_Work to complete_
Which lines of the data below contain the word "every"? Find them and copy each one out in full.
## start Given data
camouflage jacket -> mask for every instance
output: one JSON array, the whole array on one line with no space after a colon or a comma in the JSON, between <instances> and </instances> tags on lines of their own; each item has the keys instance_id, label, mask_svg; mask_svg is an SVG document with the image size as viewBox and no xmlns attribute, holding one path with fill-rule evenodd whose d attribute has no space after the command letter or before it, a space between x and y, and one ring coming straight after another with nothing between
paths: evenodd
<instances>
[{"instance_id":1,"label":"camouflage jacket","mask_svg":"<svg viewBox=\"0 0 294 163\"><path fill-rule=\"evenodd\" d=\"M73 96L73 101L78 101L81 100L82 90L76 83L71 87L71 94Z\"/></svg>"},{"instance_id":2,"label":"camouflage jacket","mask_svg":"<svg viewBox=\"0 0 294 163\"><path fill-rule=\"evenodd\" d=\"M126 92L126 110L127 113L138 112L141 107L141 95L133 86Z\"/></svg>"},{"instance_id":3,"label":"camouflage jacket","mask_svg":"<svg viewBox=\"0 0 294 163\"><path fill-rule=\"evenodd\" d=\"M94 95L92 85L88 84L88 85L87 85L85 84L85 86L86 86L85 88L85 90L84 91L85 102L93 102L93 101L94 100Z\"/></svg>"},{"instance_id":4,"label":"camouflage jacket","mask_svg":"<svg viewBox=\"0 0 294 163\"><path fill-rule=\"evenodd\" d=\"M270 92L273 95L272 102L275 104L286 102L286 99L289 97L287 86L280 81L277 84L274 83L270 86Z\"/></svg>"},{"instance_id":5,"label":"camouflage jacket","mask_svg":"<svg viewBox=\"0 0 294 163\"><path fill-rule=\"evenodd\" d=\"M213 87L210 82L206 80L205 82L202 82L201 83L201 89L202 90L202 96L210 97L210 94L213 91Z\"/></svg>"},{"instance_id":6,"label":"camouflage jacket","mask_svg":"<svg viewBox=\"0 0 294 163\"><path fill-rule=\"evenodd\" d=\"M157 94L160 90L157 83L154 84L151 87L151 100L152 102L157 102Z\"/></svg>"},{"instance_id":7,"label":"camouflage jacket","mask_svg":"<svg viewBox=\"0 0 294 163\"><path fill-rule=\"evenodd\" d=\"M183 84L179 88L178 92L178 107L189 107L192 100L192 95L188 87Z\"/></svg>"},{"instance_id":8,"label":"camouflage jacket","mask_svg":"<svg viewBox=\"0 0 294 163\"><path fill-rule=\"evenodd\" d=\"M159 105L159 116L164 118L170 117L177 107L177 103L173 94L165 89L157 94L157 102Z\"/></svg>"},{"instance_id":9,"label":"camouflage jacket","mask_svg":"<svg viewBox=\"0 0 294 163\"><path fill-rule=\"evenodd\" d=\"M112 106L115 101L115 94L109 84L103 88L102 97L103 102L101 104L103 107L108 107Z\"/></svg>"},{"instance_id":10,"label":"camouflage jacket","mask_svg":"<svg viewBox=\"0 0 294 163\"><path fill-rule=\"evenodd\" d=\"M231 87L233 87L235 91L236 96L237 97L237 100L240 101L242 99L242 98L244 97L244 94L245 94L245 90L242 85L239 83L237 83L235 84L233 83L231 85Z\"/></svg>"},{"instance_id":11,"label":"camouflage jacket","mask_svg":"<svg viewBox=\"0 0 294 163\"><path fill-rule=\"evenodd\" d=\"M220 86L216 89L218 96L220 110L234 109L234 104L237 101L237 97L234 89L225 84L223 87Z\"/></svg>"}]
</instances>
## end Given data
_Exercise result_
camouflage jacket -> mask for every instance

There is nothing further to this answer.